- [EXERCISE]
With pictures removed, the data below should be returned exactly.

(Stored data entries)
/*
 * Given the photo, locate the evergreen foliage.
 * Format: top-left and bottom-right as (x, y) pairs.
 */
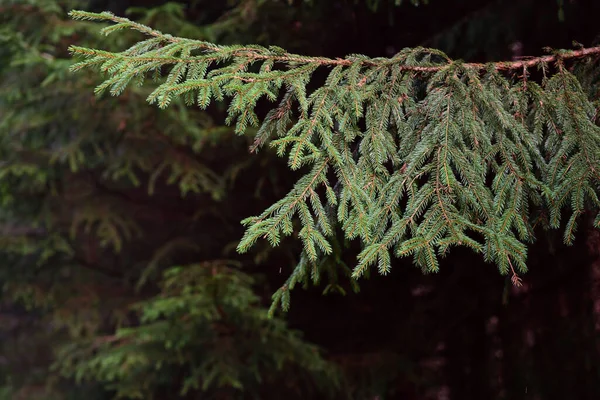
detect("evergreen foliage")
(56, 263), (338, 399)
(0, 1), (339, 398)
(69, 10), (600, 311)
(3, 1), (600, 398)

- [YOUR SOLUTION]
/*
 * Given the photo, locate the evergreen foliage.
 * Format: top-left and bottom-right as (x, y) pairs.
 */
detect("evergreen foliage")
(56, 263), (338, 399)
(0, 1), (339, 398)
(69, 10), (600, 311)
(3, 1), (600, 398)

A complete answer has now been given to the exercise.